Request
Rewrite the records from the line containing "Pick out every instance of the cloud with" through the end of the records, inclusive, substituting "Object" for every "Target" and keeping everything else unchanged. Leave the pictures out of your answer.

----- Input data -----

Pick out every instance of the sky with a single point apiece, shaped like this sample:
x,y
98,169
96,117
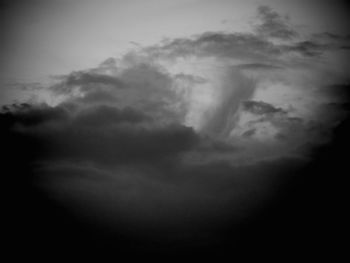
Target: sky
x,y
170,124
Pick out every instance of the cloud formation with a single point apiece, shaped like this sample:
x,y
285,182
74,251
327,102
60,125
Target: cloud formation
x,y
173,137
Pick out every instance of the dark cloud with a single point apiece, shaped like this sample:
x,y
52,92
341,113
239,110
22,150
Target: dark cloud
x,y
274,25
260,107
222,45
116,151
307,48
258,66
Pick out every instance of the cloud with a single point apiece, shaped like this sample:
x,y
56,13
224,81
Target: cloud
x,y
166,149
274,25
260,107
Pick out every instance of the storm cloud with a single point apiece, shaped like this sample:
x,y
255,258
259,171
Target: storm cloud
x,y
177,143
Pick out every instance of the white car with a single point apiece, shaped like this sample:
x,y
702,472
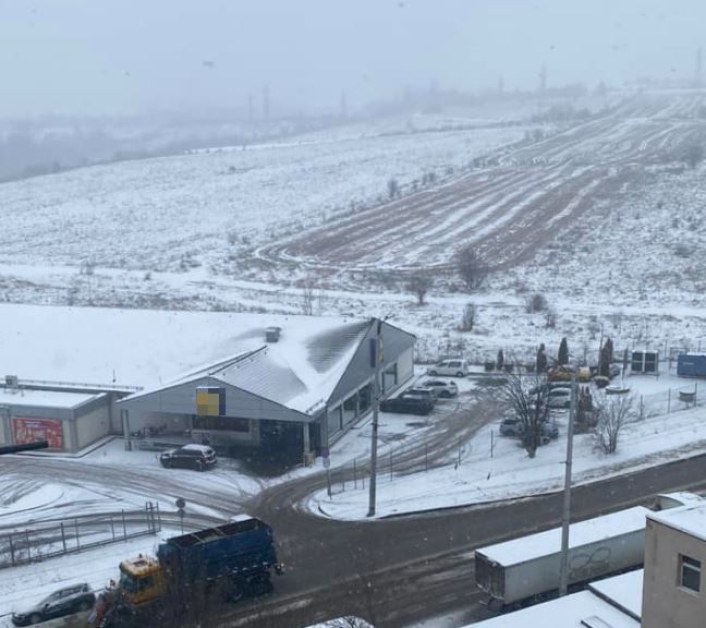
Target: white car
x,y
443,387
453,368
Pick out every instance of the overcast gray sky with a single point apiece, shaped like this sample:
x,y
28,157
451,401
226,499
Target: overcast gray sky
x,y
127,56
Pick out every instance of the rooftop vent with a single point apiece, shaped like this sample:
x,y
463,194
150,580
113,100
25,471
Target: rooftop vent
x,y
272,334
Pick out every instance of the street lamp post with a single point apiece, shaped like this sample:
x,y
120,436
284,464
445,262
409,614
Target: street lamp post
x,y
375,357
566,514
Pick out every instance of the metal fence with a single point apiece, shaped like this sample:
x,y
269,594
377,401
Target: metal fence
x,y
75,535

-----

Written solution
Pick out every instance of the cloud with a single point apiece, shaped like this sample:
x,y
56,13
224,81
Object: cloud
x,y
166,149
274,25
260,107
Pick out every instance of the storm cloud with a single point apiece, shaped like this sample:
x,y
255,258
259,171
Object: storm cloud
x,y
177,143
Pick out every instance of the white car with a single point apiece, shaped like this sample:
x,y
702,472
Object: white car
x,y
443,387
453,368
Pick out every instance of the overcast gray sky with a single point apiece, shaped like this sample:
x,y
28,157
451,401
226,499
Object: overcast gray sky
x,y
127,56
Pick out every instance of the rooftop vent with a single point apiece, shaped like this sample:
x,y
463,194
150,580
113,100
25,471
Object: rooftop vent
x,y
272,334
Pick out every instance of the street lamp post with a single point apiece, shaped like this sample:
x,y
120,436
284,464
445,262
409,614
Object: street lamp post
x,y
375,357
566,514
Pick out every instance of the metal fence with a single point apiece, shaped like this sample:
x,y
269,594
377,401
Object: metal fence
x,y
75,535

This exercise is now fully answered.